• EXERCISE AIM: Set down the entries below exactly; drop the pictures.
** Opening EXTRACTED ENTRIES block **
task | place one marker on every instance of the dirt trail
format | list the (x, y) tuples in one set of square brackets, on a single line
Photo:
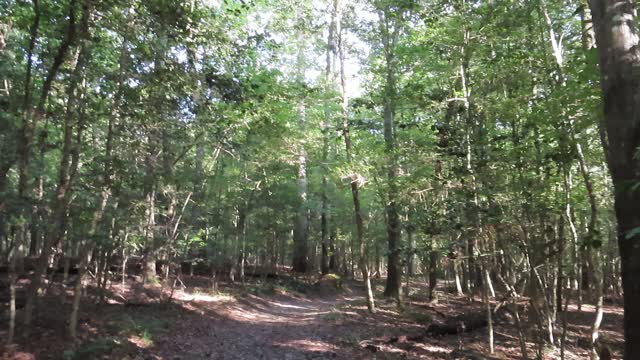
[(280, 327)]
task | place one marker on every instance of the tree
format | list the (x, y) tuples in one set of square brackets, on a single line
[(617, 42)]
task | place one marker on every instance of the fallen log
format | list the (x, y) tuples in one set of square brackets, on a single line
[(458, 325), (463, 323)]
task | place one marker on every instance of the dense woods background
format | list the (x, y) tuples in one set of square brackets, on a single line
[(458, 141)]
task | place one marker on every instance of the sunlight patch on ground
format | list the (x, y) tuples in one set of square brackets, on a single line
** Closing EXTRACTED ENTRIES block **
• COMPLETED EXERCISE:
task | place one marker on every instance of the dirt trail
format | list the (x, y) tuples in one set of square brackets, on a single line
Photo:
[(280, 327)]
task | place one marker on every instance of the tree
format | list the (x, y) tuples in one set of square brackets, on a single line
[(617, 42)]
task | place one marker on every instance of the fallen log
format | list the (x, y) tuples in one set of square brackets, on a single line
[(458, 325), (463, 323)]
task | place one marker on every instance of the dense woods background
format | list the (x, y) tuples in one set of square brackets, on a single line
[(458, 141)]
task | place one marker on every instance of the sunlight patch on ground
format | list the (x, y) tuples in one set of square brackets, on a single line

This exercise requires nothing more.